[TEXT PROVIDED]:
- Opening Delimiter -

Pasta (for 2): 2 handfuls of pasta (fresh is better, but dry is more affordable) Eyeball 4-5 Tbps e.v. olive oil (make sure it has an import label)*** 2 handfuls rough chopped parsley (substitute 1 handful of dried parsley flakes) A block of pecorino romano (I prefer the fattier/saltier taste) or parmigiano-reggiano (king of cheese) for grating. make sure it has an import label***
The *** ones make up almost all of the flavor so you need excellent olive oil and cheese. Ones with import labels are less risky because they're under strict quality controls. If you know of a local olive oil that doesn't taste like factory then go with that. You want it to be mellow yet full bodied.
Anyways the cooking part is hilariously easy.
1. Put water in a pot. 2. Put lots of salt in it. It should taste like the ocean 3. Heat it up (you don't have to boil it; higher heat is less and less efficient but does cook faster. Also a heavy rolling boil means you don't have to stir as much) 4. Cook (i.e. dump it into the water and stir sometimes) your pasta 1-2 mins less than what the packaging says. If you like soft pasta then I guess you can go the full duration, but the pasta is the backbone of this dish and theres no high fructose corn syrup Prego to mask it so wimpy pasta makes wimpy dish. The easiest way to tell for doneness is pull out a strand and taste it. Eating while you cook is delicious as long as you don't have an infectious disease. 5. Whisk the olive oil and parsley together in a bowl (the oil stops the parsley from clumping making it easier to spread in the pasta) 6. Add the pasta and mix thoroughly 7. Split and plate the pasta 8. Very very very generously top with fresh grated cheese
If you want to go really fancy top the pasta with scallops
Scallops (for 2): 5-10 scallops depending on size*** Salt Pepper Butter (optional) Garlic (optional) Rosemary (optional)

- Closing Delimiter -

[Natural-language region descriptions]
- Opening Delimiter -

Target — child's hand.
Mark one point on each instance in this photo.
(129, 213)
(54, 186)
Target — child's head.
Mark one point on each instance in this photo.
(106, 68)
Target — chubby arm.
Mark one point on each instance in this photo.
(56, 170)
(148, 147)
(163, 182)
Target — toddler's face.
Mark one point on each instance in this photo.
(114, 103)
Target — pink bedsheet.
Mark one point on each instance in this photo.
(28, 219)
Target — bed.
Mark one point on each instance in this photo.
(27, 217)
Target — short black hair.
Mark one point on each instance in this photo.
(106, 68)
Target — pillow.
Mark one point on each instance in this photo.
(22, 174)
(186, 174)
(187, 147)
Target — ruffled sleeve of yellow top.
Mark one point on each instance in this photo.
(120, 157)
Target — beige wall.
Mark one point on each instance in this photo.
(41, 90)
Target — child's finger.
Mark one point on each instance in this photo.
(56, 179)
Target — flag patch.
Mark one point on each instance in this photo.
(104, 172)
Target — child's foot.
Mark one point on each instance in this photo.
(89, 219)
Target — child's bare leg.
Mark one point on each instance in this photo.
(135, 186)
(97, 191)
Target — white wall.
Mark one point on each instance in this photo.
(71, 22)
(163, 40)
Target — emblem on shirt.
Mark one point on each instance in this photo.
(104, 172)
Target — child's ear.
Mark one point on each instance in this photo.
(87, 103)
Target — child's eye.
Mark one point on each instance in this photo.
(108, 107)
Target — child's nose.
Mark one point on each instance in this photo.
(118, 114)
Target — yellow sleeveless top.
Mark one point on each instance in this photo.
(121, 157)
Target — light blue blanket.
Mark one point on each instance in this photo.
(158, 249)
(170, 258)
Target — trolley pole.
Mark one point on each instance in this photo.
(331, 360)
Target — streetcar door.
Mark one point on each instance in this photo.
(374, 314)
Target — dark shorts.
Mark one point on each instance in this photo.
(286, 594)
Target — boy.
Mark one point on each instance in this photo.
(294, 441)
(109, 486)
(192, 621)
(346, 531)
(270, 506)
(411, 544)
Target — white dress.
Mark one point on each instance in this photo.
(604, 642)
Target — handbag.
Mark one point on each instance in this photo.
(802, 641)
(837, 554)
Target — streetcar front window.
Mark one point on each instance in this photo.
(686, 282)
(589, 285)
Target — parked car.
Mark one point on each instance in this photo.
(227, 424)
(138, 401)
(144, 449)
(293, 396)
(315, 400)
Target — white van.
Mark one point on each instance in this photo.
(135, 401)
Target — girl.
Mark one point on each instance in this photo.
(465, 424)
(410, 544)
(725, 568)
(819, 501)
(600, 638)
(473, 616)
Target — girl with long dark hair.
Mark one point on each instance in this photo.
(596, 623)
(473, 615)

- Closing Delimiter -

[PROBLEM TO SOLVE]: Do these statements agree with the pasta recipe? (a) The pasta should cook for 1-2 minutes less than the packaging says. (b) The salted water has to be brought to a boil. (c) Butter is required for the scallops. Answer yes or no for each and quote the deciding words. Rely only on the text itself.

[WRITTEN ANSWER]:
(a) Yes: "your pasta 1-2 mins less than what the packaging says"
(b) No: "you don't have to boil it"
(c) No: "Butter (optional)"